Gezeigtes Material ::
####
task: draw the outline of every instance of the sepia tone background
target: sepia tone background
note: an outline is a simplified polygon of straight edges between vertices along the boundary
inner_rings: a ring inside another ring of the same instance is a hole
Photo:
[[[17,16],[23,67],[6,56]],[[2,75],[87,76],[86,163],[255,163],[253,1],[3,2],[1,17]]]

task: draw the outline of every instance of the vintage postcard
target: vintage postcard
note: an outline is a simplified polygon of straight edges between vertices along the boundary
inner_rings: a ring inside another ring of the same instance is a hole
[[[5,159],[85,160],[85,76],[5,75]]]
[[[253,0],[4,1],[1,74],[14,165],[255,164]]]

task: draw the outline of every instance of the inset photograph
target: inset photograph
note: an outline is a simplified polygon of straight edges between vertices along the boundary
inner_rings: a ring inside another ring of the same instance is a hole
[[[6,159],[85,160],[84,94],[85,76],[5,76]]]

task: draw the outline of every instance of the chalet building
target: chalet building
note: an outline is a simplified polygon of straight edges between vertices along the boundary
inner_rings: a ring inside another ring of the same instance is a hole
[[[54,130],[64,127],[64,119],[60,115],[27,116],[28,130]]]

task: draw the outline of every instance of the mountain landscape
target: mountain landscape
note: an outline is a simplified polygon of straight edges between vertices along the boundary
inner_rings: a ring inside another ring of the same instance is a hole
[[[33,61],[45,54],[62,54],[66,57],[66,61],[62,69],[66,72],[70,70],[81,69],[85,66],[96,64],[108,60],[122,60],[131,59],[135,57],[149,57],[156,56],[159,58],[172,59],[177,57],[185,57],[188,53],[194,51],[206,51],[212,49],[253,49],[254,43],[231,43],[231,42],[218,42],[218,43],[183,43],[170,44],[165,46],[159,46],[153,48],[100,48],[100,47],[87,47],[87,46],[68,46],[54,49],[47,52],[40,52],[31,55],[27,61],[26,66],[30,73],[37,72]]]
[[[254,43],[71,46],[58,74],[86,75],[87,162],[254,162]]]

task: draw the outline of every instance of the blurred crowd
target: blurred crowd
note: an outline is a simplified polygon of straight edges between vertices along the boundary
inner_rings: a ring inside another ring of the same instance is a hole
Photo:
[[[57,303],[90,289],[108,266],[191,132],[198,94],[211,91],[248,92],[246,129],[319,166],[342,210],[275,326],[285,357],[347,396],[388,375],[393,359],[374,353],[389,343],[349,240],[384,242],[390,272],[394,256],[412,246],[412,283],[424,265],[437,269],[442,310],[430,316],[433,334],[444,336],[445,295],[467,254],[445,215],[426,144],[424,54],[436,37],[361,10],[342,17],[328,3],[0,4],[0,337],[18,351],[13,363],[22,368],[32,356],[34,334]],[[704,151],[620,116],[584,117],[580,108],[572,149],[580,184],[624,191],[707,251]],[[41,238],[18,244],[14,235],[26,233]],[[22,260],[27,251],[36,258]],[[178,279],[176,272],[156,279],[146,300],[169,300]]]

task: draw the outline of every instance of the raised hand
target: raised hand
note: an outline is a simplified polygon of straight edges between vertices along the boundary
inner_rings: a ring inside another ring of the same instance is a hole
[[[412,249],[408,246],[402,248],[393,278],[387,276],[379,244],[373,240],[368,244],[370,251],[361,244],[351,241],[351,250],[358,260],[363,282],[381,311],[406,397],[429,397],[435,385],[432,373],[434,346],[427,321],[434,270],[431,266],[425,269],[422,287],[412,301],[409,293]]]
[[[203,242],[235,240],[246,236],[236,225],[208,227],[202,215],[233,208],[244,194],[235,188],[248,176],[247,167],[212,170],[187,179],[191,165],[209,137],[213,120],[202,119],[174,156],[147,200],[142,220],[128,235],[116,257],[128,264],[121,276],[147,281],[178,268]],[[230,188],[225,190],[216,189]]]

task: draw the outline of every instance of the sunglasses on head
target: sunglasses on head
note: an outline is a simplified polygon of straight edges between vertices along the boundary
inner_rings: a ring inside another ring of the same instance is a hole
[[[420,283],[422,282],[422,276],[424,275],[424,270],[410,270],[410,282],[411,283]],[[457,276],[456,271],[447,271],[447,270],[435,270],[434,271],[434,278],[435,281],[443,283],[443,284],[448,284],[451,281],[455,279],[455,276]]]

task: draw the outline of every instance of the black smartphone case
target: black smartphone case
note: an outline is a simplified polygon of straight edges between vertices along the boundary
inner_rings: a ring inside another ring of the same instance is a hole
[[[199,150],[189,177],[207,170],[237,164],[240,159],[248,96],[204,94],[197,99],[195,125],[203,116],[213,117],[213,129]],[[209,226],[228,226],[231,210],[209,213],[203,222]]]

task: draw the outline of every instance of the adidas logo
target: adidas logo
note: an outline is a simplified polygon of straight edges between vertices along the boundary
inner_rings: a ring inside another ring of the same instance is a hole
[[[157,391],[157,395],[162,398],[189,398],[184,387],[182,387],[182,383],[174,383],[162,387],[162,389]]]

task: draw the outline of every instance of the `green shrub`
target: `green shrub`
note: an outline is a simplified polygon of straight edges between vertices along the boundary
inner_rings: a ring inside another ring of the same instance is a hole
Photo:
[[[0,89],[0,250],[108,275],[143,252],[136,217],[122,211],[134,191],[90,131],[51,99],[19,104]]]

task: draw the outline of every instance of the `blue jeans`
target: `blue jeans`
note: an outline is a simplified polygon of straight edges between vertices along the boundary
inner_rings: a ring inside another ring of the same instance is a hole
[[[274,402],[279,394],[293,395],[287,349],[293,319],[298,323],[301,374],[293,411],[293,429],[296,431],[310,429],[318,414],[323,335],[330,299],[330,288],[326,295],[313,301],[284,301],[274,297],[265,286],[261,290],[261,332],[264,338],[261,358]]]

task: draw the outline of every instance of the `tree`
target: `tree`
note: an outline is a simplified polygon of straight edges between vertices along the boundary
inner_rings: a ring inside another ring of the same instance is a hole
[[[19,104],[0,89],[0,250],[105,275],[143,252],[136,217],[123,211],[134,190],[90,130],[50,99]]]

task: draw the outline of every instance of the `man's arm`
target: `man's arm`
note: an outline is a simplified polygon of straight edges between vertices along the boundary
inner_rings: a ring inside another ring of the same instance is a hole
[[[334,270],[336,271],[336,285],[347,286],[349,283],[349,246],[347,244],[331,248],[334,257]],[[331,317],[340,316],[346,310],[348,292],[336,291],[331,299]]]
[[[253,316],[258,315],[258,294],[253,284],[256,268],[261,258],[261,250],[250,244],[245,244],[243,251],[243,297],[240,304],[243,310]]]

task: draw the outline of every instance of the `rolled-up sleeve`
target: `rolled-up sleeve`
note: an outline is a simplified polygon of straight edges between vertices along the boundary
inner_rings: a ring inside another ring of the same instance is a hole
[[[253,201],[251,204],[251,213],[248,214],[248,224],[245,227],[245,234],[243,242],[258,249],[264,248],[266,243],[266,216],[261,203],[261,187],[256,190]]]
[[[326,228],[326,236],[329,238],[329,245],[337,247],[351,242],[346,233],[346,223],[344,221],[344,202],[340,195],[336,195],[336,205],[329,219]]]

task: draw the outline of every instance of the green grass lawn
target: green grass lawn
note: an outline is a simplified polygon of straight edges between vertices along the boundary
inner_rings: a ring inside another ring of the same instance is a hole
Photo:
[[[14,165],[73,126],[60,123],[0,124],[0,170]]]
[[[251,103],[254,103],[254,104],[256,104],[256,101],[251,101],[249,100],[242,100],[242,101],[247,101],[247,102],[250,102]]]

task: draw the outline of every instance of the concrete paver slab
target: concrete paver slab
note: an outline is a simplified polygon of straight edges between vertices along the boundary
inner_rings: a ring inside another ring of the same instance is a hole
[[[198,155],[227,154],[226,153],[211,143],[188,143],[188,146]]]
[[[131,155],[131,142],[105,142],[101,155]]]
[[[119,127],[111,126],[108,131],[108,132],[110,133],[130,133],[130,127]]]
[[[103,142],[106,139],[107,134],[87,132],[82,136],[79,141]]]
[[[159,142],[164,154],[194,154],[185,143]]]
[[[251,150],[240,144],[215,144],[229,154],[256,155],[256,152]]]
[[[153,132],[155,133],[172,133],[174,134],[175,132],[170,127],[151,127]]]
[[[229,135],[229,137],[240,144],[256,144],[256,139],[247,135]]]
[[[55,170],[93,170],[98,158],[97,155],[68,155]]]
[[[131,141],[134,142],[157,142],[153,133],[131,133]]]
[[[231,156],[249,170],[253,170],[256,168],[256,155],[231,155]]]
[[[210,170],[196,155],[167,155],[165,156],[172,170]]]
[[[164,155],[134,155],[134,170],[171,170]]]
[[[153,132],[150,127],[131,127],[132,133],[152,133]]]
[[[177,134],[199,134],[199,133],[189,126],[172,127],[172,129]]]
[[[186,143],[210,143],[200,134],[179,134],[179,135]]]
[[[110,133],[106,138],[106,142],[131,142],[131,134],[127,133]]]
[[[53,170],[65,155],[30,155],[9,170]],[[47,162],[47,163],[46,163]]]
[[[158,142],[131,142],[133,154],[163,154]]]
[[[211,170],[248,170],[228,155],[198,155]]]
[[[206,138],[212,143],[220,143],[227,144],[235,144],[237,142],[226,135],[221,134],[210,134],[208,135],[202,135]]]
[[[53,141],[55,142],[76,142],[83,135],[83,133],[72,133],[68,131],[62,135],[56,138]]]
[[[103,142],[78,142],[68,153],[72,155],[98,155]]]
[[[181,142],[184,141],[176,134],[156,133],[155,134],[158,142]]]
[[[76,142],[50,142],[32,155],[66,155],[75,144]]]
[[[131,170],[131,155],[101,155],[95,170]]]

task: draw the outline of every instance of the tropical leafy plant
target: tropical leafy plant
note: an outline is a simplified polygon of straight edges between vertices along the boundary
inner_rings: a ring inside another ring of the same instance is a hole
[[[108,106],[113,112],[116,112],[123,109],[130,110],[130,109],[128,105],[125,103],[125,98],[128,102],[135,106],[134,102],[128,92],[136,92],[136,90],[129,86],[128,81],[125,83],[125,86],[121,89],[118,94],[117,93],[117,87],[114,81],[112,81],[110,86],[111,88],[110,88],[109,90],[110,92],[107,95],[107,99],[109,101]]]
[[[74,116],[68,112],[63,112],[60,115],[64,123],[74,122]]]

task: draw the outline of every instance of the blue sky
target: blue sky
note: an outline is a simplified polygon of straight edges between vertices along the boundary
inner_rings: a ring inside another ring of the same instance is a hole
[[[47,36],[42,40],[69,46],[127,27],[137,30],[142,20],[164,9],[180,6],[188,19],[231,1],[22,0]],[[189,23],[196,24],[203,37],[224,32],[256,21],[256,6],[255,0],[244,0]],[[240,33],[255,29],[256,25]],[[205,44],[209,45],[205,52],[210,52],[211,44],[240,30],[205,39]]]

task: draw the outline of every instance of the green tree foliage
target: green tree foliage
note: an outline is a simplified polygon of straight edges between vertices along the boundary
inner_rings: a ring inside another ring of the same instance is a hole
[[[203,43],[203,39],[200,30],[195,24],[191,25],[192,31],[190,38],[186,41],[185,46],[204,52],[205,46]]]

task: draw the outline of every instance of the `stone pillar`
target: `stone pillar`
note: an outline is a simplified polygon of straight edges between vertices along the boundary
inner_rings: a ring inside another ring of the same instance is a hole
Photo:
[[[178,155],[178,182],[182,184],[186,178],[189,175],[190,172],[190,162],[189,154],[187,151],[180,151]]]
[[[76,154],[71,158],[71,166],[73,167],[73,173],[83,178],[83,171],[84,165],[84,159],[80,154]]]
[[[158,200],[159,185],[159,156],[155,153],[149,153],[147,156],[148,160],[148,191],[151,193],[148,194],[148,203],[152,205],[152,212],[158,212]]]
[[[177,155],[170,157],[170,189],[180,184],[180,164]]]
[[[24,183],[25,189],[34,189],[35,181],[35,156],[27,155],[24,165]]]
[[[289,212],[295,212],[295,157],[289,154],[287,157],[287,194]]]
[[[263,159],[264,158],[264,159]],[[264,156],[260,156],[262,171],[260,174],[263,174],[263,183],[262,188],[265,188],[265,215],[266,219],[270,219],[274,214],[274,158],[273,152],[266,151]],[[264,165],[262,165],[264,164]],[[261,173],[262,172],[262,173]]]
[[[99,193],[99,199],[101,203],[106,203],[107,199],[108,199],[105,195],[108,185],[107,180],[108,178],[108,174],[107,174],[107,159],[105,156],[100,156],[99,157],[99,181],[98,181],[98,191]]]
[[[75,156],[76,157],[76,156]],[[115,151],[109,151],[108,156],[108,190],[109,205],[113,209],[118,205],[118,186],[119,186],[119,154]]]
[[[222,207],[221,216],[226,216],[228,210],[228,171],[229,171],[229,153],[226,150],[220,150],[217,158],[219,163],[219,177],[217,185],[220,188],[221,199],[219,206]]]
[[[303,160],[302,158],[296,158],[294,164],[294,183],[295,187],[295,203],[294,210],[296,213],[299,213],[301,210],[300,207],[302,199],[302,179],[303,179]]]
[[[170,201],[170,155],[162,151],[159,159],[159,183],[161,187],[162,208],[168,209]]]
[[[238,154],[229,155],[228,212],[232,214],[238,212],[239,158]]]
####
Zu erledigende Aufgabe :: Gib bitte die Zeilen der Einträge zwischen der Zeile mit „task: draw the outline of every instance of the vintage“ und der Zeile mit „[[[54,130],[64,127],[64,119],[60,115],[27,116],[28,130]]]“ (beide eingeschlossen) als Markdown-Tabelle wieder, mit einer Spalte „Nummer“ für die fortlaufende Zeilennummer und einer Spalte „Eintragszeile“ für die jeweilige Zeile. Leerzeilen lässt du dabei weg.

Schriftliche Antwort ::
| Nummer | Eintragszeile |
|---|---|
| 1 | task: draw the outline of every instance of the vintage postcard |
| 2 | target: vintage postcard |
| 3 | note: an outline is a simplified polygon of straight edges between vertices along the boundary |
| 4 | inner_rings: a ring inside another ring of the same instance is a hole |
| 5 | [[[5,159],[85,160],[85,76],[5,75]]] |
| 6 | [[[253,0],[4,1],[1,74],[14,165],[255,164]]] |
| 7 | task: draw the outline of every instance of the inset photograph |
| 8 | target: inset photograph |
| 9 | note: an outline is a simplified polygon of straight edges between vertices along the boundary |
| 10 | inner_rings: a ring inside another ring of the same instance is a hole |
| 11 | [[[6,159],[85,160],[84,94],[85,76],[5,76]]] |
| 12 | task: draw the outline of every instance of the chalet building |
| 13 | target: chalet building |
| 14 | note: an outline is a simplified polygon of straight edges between vertices along the boundary |
| 15 | inner_rings: a ring inside another ring of the same instance is a hole |
| 16 | [[[54,130],[64,127],[64,119],[60,115],[27,116],[28,130]]] |